- RECORDS FOR THIS EXERCISE
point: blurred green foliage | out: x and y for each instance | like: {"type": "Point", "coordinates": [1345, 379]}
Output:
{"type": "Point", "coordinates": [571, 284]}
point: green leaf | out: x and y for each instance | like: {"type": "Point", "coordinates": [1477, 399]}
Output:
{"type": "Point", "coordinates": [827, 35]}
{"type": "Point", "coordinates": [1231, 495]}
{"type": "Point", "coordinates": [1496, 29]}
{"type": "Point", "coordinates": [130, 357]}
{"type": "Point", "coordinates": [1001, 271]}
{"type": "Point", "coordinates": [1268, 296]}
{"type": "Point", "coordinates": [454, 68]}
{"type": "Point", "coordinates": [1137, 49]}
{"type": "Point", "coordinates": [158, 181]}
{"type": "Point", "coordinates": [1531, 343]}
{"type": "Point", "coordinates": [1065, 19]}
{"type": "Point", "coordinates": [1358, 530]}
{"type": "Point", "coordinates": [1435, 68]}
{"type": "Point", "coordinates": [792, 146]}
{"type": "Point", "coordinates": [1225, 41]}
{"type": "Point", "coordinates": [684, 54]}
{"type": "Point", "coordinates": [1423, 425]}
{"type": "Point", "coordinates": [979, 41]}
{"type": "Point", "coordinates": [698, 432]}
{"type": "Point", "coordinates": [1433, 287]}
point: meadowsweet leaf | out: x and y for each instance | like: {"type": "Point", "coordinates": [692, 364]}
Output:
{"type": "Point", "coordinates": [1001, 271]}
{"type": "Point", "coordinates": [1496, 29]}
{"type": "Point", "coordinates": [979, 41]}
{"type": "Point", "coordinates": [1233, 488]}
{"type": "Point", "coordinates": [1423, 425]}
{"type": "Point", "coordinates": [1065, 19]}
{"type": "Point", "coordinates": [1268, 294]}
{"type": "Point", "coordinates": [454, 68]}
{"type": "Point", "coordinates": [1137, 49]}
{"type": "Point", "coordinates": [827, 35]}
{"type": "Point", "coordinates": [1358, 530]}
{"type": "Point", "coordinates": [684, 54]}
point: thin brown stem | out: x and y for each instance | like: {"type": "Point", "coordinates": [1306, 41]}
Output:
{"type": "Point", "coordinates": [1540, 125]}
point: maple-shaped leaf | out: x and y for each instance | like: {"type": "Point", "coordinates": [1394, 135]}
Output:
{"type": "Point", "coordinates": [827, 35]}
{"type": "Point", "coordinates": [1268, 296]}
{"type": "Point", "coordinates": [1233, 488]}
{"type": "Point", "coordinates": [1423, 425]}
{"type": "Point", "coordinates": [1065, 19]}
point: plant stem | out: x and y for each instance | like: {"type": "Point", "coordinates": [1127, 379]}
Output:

- TASK INSTRUCTIONS
Copy every one of the records above again, word for word and in the same order.

- EXPECTED ANSWER
point: blurred green foliage | out: x and y for each instance | like: {"type": "Point", "coordinates": [1345, 379]}
Output:
{"type": "Point", "coordinates": [571, 284]}
point: green leaf | out: x and y for each instance | like: {"type": "Point", "coordinates": [1477, 399]}
Output:
{"type": "Point", "coordinates": [827, 35]}
{"type": "Point", "coordinates": [1231, 495]}
{"type": "Point", "coordinates": [1496, 29]}
{"type": "Point", "coordinates": [130, 357]}
{"type": "Point", "coordinates": [1001, 271]}
{"type": "Point", "coordinates": [1268, 296]}
{"type": "Point", "coordinates": [454, 68]}
{"type": "Point", "coordinates": [1137, 49]}
{"type": "Point", "coordinates": [158, 181]}
{"type": "Point", "coordinates": [1531, 343]}
{"type": "Point", "coordinates": [1065, 19]}
{"type": "Point", "coordinates": [1358, 530]}
{"type": "Point", "coordinates": [1435, 68]}
{"type": "Point", "coordinates": [792, 146]}
{"type": "Point", "coordinates": [1225, 41]}
{"type": "Point", "coordinates": [684, 54]}
{"type": "Point", "coordinates": [1423, 425]}
{"type": "Point", "coordinates": [979, 41]}
{"type": "Point", "coordinates": [698, 432]}
{"type": "Point", "coordinates": [1433, 287]}
point: meadowsweet leaf | out: x and y for each instance | like: {"type": "Point", "coordinates": [692, 364]}
Output:
{"type": "Point", "coordinates": [1001, 271]}
{"type": "Point", "coordinates": [1496, 29]}
{"type": "Point", "coordinates": [979, 41]}
{"type": "Point", "coordinates": [1233, 488]}
{"type": "Point", "coordinates": [1423, 425]}
{"type": "Point", "coordinates": [1065, 19]}
{"type": "Point", "coordinates": [1268, 294]}
{"type": "Point", "coordinates": [454, 68]}
{"type": "Point", "coordinates": [1137, 49]}
{"type": "Point", "coordinates": [827, 35]}
{"type": "Point", "coordinates": [1358, 530]}
{"type": "Point", "coordinates": [684, 54]}
point: thin brown stem | out: x and y for each instance | like: {"type": "Point", "coordinates": [1306, 41]}
Output:
{"type": "Point", "coordinates": [1540, 125]}
point: maple-shaped leaf | out: x and y for each instance | like: {"type": "Point", "coordinates": [1394, 135]}
Output:
{"type": "Point", "coordinates": [827, 35]}
{"type": "Point", "coordinates": [1268, 296]}
{"type": "Point", "coordinates": [1233, 488]}
{"type": "Point", "coordinates": [1423, 425]}
{"type": "Point", "coordinates": [1065, 19]}
point: plant stem | out: x and y for each instance | like: {"type": "Point", "coordinates": [1127, 379]}
Output:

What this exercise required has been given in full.